● Task to complete
Transcribe the data verbatim and drop its images.

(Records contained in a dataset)

┄┄┄┄┄┄┄┄┄┄┄┄┄┄┄┄┄┄┄┄

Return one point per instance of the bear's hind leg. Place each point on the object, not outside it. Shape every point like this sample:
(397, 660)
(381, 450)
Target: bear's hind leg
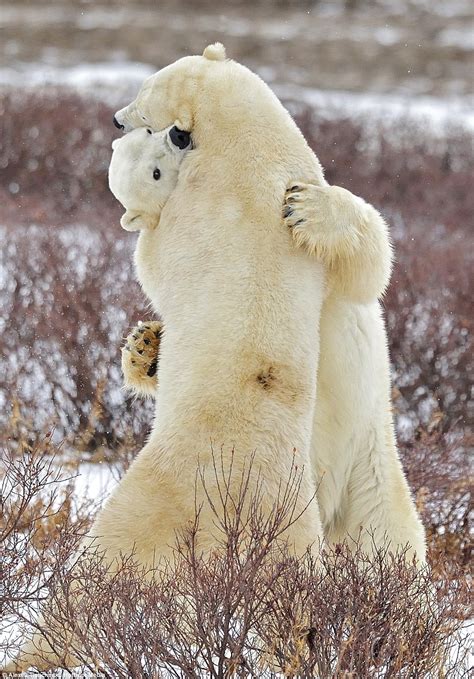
(379, 510)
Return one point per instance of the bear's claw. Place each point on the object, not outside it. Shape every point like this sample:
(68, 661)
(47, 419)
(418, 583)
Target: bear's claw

┄┄┄┄┄┄┄┄┄┄┄┄┄┄┄┄┄┄┄┄

● Task response
Return one point per instance of the bear's hind leg. Place each point on the object, not outside it. Shape every point like this sample:
(397, 660)
(381, 450)
Target: bear's hind leg
(379, 510)
Return one point per instance of the bear's claw. Place each point on the object, not outside it. Shape every point like this sample:
(68, 661)
(47, 419)
(418, 583)
Target: bear's claw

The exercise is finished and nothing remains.